INSTRUCTIONS TO FOLLOW » For the records that follow, please set down exactly the lines between the one holding "x=1039, y=528" and the one holding "x=1215, y=546", inclusive, and only those.

EXTRACTED MATERIAL »
- - -

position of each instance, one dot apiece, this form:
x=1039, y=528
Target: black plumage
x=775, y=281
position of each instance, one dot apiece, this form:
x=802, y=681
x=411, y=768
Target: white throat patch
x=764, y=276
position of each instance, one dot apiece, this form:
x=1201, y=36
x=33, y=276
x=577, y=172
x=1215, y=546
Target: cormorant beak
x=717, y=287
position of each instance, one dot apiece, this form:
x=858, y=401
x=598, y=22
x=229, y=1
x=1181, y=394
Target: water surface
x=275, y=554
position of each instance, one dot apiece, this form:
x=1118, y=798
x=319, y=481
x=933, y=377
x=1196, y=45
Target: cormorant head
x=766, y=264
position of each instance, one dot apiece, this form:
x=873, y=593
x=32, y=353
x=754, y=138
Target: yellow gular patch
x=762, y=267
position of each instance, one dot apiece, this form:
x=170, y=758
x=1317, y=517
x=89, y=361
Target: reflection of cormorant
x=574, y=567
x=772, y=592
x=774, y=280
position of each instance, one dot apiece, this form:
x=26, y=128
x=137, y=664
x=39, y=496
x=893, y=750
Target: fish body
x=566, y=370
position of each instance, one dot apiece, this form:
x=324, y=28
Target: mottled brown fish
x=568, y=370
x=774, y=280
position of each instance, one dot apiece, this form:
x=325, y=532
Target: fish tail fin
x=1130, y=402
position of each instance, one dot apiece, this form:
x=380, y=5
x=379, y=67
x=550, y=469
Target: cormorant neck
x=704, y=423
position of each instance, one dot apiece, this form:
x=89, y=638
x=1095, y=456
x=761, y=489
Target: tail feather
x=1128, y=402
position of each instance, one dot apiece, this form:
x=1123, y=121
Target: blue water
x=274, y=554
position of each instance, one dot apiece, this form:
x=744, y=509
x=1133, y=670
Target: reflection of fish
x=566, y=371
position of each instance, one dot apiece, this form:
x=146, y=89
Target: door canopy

- - -

SOLUTION BELOW »
x=1039, y=528
Target: black plumage
x=775, y=281
position of each instance, one dot apiece, this form:
x=802, y=681
x=411, y=768
Target: white throat patch
x=764, y=276
position of each instance, one dot apiece, this form:
x=1201, y=36
x=33, y=276
x=577, y=172
x=1215, y=546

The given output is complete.